Passage shown

The key is to try to limit exposure to the Coronavirus as much as possible. Hospitals are now very diligent about screening patients and their families as they enter the hospital. However, the trauma activation patient is a potential wild card.
What can be done to protect the trauma professionals assembling to take care of a trauma activation patient, who should probably be considered infected until proven otherwise? The most obvious answer is to escalate the normal personal protective measures to include the same garb worn for treating patients with known or suspected infection. This includes N95 masks and full face shields.
Unfortunately, this is not practical due to the extreme shortages of this equipment. But what we can do is optimize our trauma team and provide a more informed and graduated response.
Here are my recommendations:
Drastically reduce overtriage. Most busy trauma centers have overtriage rates (trauma activation for patients with low acuity and/or do not meet activation criteria) around 50%, and sometimes higher. Frequently, these are patients who did not really need to be met by the full trauma team. How can you do this?
Eliminate superfluous activationcriteria; keep only your physiologic and anatomic ones. These generally correlate with Steps 1 and 2 of the CDC triage criteria for transfer to a trauma center used by your EMS providers. Eliminate all mechanism of injury criteria except for penetrating injury. This includes falls, pedestrian struck, vehicle intrusions, etc. Then eliminate anything else that doesn’t fall into these categories. You are essentially converting to a bare bones single-tier activation system.
Eliminate the ability of prehospital providers to call a field activation on anything other than your activation criteria (or Step 1 and Step 2 CDC criteria. This may be difficult or confusing if they service several centers that normally have different criteria. The person taking the radio/phone call and initiating the team page should not activate the team unless one of the physiologic or anatomic criteria are specifically mentioned. All other transports should be met by an emergency physician who will then use their clinical judgement to activate the full team.

Things to do
1 – According to the passage on trauma activation during the Coronavirus outbreak, what overtriage rate do most busy trauma centers have?
2 – Carry on the passage on trauma activation during the Coronavirus outbreak from the point where it stops.
The listing after this point was taken from a separate source.

Items from a dataset
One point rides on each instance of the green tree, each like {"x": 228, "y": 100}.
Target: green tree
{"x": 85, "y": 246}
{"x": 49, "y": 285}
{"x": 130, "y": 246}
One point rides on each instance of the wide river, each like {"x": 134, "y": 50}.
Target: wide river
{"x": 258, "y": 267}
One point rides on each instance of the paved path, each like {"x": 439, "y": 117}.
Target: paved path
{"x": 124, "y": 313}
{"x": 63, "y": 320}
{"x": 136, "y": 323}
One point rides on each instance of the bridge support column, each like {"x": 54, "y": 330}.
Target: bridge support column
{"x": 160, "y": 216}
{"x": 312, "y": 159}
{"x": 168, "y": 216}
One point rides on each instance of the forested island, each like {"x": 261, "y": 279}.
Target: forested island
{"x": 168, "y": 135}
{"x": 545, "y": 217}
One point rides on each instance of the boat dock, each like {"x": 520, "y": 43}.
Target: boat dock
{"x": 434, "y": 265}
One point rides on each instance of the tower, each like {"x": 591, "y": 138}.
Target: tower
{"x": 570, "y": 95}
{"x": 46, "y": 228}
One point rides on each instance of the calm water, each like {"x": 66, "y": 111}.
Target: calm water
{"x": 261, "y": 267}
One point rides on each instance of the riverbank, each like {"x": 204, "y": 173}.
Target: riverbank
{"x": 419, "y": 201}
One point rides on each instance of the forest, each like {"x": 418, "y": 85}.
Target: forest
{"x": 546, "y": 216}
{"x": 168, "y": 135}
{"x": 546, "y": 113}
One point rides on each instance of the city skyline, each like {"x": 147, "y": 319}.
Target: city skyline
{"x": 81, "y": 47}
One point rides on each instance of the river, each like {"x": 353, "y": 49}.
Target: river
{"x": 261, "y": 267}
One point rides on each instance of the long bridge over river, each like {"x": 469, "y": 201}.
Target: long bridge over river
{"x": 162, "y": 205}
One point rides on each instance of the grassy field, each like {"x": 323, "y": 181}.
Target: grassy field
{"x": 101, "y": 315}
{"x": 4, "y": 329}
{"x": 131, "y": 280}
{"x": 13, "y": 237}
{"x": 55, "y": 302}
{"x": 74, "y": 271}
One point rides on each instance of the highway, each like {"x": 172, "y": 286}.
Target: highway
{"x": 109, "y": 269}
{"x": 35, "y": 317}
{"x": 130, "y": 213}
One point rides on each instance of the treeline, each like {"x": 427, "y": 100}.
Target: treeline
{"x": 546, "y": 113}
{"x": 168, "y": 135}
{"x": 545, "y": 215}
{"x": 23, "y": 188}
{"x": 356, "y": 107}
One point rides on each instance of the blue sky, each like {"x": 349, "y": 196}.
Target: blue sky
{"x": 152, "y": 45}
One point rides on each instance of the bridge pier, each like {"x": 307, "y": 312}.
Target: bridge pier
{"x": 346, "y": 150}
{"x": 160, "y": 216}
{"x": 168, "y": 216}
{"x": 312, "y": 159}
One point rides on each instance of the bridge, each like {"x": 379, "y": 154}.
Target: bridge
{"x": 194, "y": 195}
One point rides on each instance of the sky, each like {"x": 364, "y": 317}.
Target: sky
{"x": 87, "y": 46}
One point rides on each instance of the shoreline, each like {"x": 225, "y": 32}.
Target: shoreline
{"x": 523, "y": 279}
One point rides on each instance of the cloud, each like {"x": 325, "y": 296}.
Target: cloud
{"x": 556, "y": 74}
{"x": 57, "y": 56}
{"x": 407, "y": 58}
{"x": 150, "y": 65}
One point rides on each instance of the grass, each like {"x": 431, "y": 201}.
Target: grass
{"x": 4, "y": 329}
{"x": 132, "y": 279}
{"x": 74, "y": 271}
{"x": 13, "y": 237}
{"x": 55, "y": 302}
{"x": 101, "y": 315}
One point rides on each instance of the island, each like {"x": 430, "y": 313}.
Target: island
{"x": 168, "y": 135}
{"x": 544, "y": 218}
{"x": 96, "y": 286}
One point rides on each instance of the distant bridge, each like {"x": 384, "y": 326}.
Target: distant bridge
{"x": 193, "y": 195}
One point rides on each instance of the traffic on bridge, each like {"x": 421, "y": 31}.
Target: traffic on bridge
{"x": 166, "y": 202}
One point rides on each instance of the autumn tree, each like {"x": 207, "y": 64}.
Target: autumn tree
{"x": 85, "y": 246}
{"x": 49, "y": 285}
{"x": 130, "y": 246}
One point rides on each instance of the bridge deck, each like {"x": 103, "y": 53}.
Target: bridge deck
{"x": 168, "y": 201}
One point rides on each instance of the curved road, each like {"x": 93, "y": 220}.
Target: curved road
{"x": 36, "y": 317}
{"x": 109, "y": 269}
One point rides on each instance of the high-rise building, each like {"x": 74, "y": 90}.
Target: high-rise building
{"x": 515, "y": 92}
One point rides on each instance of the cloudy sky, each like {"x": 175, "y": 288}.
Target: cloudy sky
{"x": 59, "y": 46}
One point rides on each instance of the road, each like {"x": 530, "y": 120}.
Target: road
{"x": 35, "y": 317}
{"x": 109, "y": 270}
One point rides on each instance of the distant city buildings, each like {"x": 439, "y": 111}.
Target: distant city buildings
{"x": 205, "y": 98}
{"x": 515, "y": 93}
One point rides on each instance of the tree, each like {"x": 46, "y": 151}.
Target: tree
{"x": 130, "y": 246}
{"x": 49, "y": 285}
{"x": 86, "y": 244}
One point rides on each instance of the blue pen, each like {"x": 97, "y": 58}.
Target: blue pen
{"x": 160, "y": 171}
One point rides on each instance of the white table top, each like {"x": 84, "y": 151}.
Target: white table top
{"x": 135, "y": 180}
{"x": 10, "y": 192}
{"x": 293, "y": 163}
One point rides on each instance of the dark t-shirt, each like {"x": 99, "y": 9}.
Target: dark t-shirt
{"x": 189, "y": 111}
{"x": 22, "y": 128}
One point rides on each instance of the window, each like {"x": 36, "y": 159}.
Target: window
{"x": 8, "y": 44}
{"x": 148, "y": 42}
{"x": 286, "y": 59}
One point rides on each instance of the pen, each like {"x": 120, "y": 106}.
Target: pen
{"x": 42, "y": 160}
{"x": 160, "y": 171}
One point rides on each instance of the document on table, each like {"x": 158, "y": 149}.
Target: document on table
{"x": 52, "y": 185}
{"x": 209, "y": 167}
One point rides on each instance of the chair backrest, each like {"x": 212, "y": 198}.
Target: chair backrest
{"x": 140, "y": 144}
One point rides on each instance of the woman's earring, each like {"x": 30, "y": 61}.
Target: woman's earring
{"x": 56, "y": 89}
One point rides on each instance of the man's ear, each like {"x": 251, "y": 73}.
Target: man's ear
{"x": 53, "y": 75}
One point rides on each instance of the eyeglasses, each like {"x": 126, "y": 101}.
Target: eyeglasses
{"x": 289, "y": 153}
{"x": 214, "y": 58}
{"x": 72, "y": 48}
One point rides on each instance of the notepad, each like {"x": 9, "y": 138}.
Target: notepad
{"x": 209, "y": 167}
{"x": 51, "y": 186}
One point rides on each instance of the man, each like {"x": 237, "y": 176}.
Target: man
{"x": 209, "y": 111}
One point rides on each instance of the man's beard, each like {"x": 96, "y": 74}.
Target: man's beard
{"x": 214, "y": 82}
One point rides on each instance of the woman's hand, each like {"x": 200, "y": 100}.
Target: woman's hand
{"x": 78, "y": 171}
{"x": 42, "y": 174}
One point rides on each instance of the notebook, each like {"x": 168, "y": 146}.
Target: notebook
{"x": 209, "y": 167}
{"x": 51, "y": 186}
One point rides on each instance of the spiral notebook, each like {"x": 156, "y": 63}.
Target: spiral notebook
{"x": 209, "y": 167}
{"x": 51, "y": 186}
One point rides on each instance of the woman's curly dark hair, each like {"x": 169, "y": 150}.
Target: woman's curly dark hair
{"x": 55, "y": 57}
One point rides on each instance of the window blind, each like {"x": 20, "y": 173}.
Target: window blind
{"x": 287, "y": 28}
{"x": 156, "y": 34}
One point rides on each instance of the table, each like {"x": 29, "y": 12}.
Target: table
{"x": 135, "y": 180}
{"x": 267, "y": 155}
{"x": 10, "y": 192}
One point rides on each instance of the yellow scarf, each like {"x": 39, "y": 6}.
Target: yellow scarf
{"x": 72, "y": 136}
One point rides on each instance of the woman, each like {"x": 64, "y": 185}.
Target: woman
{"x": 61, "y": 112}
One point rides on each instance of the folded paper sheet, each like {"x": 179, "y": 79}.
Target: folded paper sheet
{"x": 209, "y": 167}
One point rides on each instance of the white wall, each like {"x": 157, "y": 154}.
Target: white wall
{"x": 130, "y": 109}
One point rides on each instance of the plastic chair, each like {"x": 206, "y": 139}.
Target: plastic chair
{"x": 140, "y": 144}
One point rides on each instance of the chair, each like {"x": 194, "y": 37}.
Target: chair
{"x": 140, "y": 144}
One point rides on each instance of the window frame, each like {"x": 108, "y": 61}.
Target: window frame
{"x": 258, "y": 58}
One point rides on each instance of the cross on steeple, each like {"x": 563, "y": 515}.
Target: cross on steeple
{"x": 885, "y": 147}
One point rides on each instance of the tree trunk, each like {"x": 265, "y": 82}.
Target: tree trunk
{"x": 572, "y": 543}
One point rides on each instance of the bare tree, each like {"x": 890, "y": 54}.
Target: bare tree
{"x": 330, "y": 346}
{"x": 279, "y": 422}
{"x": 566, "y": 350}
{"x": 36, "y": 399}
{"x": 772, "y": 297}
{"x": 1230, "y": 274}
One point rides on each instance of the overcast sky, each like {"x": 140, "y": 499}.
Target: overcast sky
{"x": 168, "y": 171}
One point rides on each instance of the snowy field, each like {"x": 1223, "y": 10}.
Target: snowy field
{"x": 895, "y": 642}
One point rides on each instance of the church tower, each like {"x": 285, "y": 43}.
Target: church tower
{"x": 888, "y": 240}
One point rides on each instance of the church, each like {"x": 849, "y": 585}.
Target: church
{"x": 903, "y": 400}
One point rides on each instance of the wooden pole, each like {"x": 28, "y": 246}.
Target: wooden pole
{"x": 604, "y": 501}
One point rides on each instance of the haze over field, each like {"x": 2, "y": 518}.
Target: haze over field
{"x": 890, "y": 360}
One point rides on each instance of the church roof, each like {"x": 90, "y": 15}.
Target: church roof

Answers to the exercise
1 – Around 50%, and sometimes higher.

2 –
Eliminate superfluous trauma team members. This includes students, shadowing providers, observers, extra residents, and anyone else who does not have an essential role in the room.
Call the entire team, but only use who you need. Determine the makeup of your core team. One physician, two nurses, a tech, and a scribe? This will vary by center. They should dawn protective gear that is as effective (and available) as possible. (This may not be face shields and N95 masks if you are a busy center and don’t have many in stock.) The others should remain available outside the room and be called in only if necessary (pharmacist, respiratory therapy, additional physicians or APPs, etc). All other normal team personnel can then be dismissed and disperse.
Release active team members who are no longer needed. As the resuscitation winds down and team members complete their tasks, send them away.
Reduce the post-resuscitation transport team to the minimum necessary. This will depend on the patient’s condition. Are they stable, awake, and alert? Or intubated and traveling with a rapid infuser? Assign personnel appropriately.
Bottom line: Things have changed for a while and the old rules may not completely apply. Critically look at everything you do to see if it is still reasonable and necessary. Always keep the safety of your patient at heart. But don’t lose sight of the fact that you won’t be able to help anyone in the future if you are quarantined at home.
This crisis will only last for a few months, but it should cause us to question business as usual. We may discover that some of what we do is not a necessary as we thought!